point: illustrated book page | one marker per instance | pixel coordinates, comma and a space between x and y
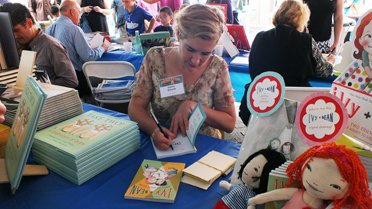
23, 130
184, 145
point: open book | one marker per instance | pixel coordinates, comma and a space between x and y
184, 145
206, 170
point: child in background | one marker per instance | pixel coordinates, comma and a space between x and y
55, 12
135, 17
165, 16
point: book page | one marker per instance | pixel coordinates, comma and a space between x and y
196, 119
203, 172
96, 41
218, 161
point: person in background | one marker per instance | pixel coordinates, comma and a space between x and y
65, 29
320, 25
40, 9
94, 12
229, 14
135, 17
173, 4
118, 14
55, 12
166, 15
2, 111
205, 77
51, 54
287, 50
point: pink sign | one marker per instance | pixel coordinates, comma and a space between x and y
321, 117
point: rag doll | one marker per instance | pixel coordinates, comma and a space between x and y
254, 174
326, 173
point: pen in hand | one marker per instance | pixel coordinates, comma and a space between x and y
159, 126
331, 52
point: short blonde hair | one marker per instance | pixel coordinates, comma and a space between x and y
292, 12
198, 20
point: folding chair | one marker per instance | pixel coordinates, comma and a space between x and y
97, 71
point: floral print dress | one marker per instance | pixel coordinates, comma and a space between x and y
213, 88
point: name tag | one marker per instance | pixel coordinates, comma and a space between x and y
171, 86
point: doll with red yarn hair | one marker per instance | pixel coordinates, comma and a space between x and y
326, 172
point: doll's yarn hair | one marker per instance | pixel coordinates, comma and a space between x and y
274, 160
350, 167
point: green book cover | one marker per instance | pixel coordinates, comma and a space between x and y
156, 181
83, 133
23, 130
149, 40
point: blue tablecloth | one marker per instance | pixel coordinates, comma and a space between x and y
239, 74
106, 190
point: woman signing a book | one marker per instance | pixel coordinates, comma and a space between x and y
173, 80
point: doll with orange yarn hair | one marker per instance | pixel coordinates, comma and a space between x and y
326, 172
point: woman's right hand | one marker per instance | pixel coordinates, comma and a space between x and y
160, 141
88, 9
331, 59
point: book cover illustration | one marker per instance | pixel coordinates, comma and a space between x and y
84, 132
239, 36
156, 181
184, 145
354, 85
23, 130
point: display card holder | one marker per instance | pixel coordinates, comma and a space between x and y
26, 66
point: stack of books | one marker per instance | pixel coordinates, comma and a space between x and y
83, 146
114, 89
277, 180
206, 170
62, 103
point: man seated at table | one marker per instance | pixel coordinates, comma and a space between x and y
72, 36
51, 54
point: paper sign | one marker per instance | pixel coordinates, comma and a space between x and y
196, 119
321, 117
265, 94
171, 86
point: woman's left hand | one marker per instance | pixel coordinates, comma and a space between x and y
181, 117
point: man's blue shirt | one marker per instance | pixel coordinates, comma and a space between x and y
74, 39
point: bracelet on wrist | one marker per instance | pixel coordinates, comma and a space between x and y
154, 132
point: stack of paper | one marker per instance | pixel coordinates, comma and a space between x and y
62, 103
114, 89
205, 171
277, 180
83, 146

***

Exercise goal: The records are to be duplicated in full and exactly, with images left out.

Task answer:
point: illustrated book page | one marker per instance | pixel coordinates, comma and a space between x and y
23, 130
184, 145
point: open book | one marker per instance | pixel coordinates, comma and a space between x and y
184, 145
206, 170
point: child in background | one marker per instance | pixel coordinates, comma and a space between x and y
55, 12
135, 17
165, 16
point: book page | one marker per instance | pixel coordinates, comma and a space between x and y
196, 119
203, 172
96, 41
218, 161
point: person in background | one marker per instance | pixel coordinates, comma and a space between x and y
65, 29
320, 25
40, 9
94, 12
229, 14
135, 17
173, 4
118, 14
55, 12
166, 15
2, 111
205, 77
51, 54
287, 50
point: pink sign | one marker per instance | pixel coordinates, comma and a space between x and y
321, 117
point: rag doll | one marker per instance | pixel coordinates, comma and a space between x and y
254, 174
326, 173
point: pen in hand | one marker per instance | pixel coordinates, comma and a space between x and y
159, 126
331, 52
point: short blonde hair | one marker per instance | pixel coordinates, comma and a space between x and y
292, 12
198, 20
point: folding chair | one marker per instance | pixel coordinates, comma and a space between x and y
97, 71
point: floral print dress | one marker per instance | pixel coordinates, comma and a space between x and y
213, 88
point: name tag | one marker per instance | pixel coordinates, comma and a space between x and y
171, 86
point: doll with red yarn hair | one marker per instance | pixel coordinates, comma and a space between x and y
326, 172
point: doll's yarn hair | one marker per instance | pixel coordinates, comma and a space between x and y
274, 160
350, 167
point: green book cover | one marker per instance | pixel coordinates, comma and a space between x and y
156, 181
83, 133
23, 130
149, 40
point: blue tablecloth | one marker per instance | pixel coordinates, comma and a space between x and y
239, 74
106, 190
point: woman signing a book | one marker per instance | pixel coordinates, comma and a space between x and y
173, 80
point: doll with orange yarn hair | one marker per instance | pixel coordinates, comma and a space between x and y
326, 172
point: woman's right hand | one marker per instance | pixel coordinates, comma and a space between x and y
160, 141
88, 9
331, 59
point: book cover illustration | one marker per instance | pixel coordinates, comma and a space between x and y
84, 132
239, 36
156, 181
184, 145
354, 85
23, 130
point: display card holder | one marker per instance | pixel coordinates, comma and a space between x and y
26, 66
point: stack of books | one marker per instance | pixel coordinates, comma and a space between x and y
83, 146
114, 89
277, 180
206, 170
62, 103
point: man seated at table | one marker per instance | pixel coordinates, comma and a space between x and y
72, 36
51, 54
point: paper sign | one marker per instance | pixel coordinates, comma and a space between x and y
196, 119
321, 117
265, 94
171, 86
point: woman's left hand | one marker per instance | pixel coordinates, comma and a space between x and y
181, 117
point: man's blue shirt | one marker per instance | pixel coordinates, comma and a space between x and y
74, 39
point: bracelet on wrist | one marker per instance | pixel coordinates, comma and a space between x and y
154, 132
point: stack of paper | one marker per instance | pixel coordinates, comma and a space between x and y
62, 103
114, 89
205, 171
277, 180
83, 146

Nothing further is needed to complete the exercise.